━━━ UNTERSUCHTER TEXT
Neuroathletik-Übungen: Abwechselnd atmen, schielen, Zunge raus

NAT hat also zum Ziel, mit Übungen Unsicherheiten im Gehirn zu eliminieren und die Übertragung von Informationen aus unterschiedlichen Körperregionen zu verbessern. 

Dabei muten die angewandten Übungen oft etwas seltsam oder verrückt an. Oder aber so, als hätten sie rein gar nichts mit Sport zu tun. So präsentiert Lienhard bei Vorträgen gerne eine Folie, auf der die Worte Rot, Grün, Schwarz oder Blau in einem ganz anderen Ton eingefärbt sind. Die Zuhörer*innen müssen das geschriebene Wort vorlesen, ohne sich von der Schriftfarbe beirren zu lassen. Auch Augenrollen, Schielen und anderes visuelles Training gehören zum Repertoire. Ebenso wie die Zunge so weit wie möglich herausstrecken, zu rollen oder bestimmte Punkte am Gaumen zu berühren. Grund: Sowohl die Augen als auch die Zunge sprechen bestimmte Areale an, die für Bewegung zuständig sind.
━━━━━━
━━━ EINTRÄGE ZUR PRÜFUNG
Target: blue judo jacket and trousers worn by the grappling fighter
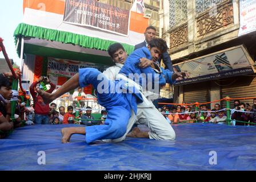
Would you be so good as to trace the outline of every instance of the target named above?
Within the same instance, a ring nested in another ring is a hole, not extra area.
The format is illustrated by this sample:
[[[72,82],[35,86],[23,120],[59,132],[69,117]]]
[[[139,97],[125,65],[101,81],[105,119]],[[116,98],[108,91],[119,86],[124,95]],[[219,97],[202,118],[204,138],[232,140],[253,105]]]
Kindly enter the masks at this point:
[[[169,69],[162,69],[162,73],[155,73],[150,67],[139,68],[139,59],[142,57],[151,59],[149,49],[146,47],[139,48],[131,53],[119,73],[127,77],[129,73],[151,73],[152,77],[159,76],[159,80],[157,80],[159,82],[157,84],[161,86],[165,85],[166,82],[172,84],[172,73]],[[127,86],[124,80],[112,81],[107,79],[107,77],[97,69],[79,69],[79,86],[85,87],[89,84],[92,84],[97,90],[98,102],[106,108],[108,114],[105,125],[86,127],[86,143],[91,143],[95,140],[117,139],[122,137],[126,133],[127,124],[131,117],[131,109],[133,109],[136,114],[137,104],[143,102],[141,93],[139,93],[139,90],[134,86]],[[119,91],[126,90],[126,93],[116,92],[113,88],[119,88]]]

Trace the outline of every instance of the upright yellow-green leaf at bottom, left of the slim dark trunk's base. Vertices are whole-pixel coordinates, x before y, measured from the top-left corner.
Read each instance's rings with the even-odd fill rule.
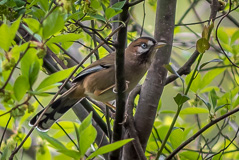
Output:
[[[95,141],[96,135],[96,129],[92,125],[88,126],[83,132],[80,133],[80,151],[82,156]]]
━━━━━━
━━━ EINTRÄGE ZUR PRÜFUNG
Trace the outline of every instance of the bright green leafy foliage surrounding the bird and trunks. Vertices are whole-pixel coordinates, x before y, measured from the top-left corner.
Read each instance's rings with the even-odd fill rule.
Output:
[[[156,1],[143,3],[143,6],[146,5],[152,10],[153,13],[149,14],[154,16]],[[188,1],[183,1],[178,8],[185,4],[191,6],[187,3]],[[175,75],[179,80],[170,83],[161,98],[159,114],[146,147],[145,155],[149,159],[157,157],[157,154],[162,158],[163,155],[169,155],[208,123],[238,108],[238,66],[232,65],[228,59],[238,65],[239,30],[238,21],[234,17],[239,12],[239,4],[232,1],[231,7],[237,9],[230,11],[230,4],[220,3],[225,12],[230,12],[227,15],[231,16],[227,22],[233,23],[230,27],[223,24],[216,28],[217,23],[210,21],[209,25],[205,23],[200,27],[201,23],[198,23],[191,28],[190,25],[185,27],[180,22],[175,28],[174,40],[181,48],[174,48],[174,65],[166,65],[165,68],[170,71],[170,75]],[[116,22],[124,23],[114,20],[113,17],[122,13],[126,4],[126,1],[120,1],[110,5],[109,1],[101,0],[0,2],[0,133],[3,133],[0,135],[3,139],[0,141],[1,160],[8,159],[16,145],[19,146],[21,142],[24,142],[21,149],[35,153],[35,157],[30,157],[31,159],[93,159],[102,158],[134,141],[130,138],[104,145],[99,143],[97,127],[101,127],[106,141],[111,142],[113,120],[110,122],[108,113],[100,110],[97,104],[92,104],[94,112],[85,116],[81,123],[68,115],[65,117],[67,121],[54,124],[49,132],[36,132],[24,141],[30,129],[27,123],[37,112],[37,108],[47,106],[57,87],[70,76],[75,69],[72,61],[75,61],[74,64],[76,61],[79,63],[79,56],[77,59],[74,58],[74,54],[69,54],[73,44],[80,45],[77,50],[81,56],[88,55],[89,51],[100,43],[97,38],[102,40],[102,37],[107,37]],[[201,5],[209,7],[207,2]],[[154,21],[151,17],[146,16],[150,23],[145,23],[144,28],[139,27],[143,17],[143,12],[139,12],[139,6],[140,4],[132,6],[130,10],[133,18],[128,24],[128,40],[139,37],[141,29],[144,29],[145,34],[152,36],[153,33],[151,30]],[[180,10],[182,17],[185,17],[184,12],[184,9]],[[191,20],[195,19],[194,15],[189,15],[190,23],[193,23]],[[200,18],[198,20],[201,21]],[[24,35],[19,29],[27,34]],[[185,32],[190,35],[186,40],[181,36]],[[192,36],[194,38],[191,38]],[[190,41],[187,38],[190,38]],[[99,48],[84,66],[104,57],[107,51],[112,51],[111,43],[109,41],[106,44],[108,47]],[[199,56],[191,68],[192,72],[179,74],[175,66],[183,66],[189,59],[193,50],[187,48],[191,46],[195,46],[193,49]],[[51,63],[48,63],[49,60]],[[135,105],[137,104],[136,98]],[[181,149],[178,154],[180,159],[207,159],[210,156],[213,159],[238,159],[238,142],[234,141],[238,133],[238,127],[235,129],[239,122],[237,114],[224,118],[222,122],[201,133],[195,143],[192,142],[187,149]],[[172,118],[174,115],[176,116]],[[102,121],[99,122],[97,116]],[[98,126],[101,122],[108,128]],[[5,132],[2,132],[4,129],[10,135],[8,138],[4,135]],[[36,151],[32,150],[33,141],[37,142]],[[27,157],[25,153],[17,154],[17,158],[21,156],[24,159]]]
━━━━━━
━━━ EINTRÄGE ZUR PRÜFUNG
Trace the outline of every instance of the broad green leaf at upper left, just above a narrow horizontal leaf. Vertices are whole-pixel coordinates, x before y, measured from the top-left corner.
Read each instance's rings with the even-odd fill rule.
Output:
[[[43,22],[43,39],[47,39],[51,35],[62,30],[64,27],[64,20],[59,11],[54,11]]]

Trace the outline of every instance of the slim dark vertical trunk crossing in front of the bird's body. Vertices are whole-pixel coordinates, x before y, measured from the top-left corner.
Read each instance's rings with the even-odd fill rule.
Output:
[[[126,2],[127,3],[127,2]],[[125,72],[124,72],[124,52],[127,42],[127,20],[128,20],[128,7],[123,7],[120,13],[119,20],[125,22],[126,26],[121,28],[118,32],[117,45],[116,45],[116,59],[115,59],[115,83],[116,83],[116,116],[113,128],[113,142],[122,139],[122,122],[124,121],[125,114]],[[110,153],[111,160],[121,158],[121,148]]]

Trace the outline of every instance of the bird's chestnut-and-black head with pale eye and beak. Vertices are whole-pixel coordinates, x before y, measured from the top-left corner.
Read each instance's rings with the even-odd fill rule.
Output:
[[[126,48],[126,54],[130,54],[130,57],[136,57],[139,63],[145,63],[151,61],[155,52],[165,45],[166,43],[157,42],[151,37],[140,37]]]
━━━━━━
Führe den Text über Neuroathletik-Übungen im Anschluss an seinen letzten Satz weiter.

Ob aber Defizite durch die Methoden des Neuroathletik-Trainings minimiert werden können, ist wissenschaftlich umstritten. Das räumt auch Trainer Lienhard ein. Dennoch scheinen seine Trainingsmethoden zumindest ein Baustein des Erfolgs seiner betreuten Sportler*innen zu sein.